╭──
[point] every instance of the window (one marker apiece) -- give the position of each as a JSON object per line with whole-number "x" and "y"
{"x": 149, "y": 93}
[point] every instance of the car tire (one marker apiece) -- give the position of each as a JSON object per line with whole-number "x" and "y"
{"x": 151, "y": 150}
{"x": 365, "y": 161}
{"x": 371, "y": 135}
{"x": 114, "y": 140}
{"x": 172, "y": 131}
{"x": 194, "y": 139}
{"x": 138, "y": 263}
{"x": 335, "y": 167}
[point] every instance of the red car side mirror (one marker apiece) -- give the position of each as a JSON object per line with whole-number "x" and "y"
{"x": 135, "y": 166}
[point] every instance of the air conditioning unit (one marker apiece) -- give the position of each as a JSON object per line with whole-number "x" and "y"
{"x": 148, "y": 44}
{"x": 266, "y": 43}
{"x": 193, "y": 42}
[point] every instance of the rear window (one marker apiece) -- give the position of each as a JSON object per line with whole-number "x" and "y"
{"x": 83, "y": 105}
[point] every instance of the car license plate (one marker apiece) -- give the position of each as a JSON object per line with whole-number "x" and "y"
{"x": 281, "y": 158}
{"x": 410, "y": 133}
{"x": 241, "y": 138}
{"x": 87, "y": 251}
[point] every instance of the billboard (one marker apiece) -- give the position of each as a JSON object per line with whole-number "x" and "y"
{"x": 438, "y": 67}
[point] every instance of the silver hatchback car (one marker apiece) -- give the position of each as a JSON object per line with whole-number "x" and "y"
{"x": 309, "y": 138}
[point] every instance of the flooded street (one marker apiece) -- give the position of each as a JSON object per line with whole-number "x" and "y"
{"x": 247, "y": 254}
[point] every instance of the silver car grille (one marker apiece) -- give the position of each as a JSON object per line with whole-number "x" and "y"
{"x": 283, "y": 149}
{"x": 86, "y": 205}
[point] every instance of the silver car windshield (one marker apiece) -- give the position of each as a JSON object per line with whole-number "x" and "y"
╰──
● Problem statement: Set down the listing above exactly, line for line.

● Solution for this task:
[point] every instance of the window (one marker apiece) -- give the position of each as a JSON object per line with whole-number "x" and "y"
{"x": 149, "y": 93}
[point] every instance of the car tire (one marker apiece) -- give the position of each as a JSON object per line with whole-number "x" and "y"
{"x": 151, "y": 150}
{"x": 365, "y": 161}
{"x": 371, "y": 135}
{"x": 114, "y": 140}
{"x": 172, "y": 131}
{"x": 194, "y": 139}
{"x": 138, "y": 263}
{"x": 335, "y": 167}
[point] every instance of the red car side mirror (one marker apiece) -- give the position of each as a JSON object per line with whole-number "x" and "y"
{"x": 135, "y": 166}
[point] every instance of the air conditioning unit (one marker apiece) -- give the position of each as a JSON object per line with whole-number "x" and "y"
{"x": 148, "y": 44}
{"x": 266, "y": 43}
{"x": 193, "y": 42}
[point] every instance of the rear window (one marker apiece) -- give the position of each as a JSON object per line with whole-number "x" and "y"
{"x": 83, "y": 105}
[point] every instance of the car license plate (one marker apiece) -- give the position of each as a JSON object per line with whole-number "x" and "y"
{"x": 281, "y": 158}
{"x": 410, "y": 133}
{"x": 241, "y": 138}
{"x": 87, "y": 251}
[point] every instance of the billboard (one marker apiece) -- give the position of each as a JSON object per line with whole-number "x" and "y"
{"x": 438, "y": 67}
[point] every instance of the silver hatchback car (one marker apiece) -- give the position of each as a JSON object per line with whole-number "x" and "y"
{"x": 309, "y": 138}
[point] every instance of the flooded street (one marker apiece) -- give the position of each as a JSON object per line with whole-number "x" and "y"
{"x": 247, "y": 254}
[point] every instance of the silver car grille (one marker apiece) -- give the position of each as a JSON object per line with whole-number "x" and "y"
{"x": 283, "y": 149}
{"x": 86, "y": 205}
[point] every instance of the silver car windshield (one marker apiece) -- give the position of each as a JSON object per line with whole-number "x" and "y"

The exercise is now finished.